> _Records from a dataset_:
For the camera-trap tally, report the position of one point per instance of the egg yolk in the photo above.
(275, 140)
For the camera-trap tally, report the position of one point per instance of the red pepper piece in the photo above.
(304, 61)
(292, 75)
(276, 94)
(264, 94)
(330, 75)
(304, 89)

> _PROBLEM TO SOLVE_:
Would you give the material above again, complete and exact?

> _RESPONSE TO THIS EXERCISE_:
For the camera-trap tally, report the position of one point per instance of the egg yolk in the photo above.
(275, 140)
For the camera-trap tally, report the position of one point per instance of the red pepper piece in the photo above.
(304, 61)
(292, 75)
(276, 94)
(264, 94)
(330, 75)
(304, 89)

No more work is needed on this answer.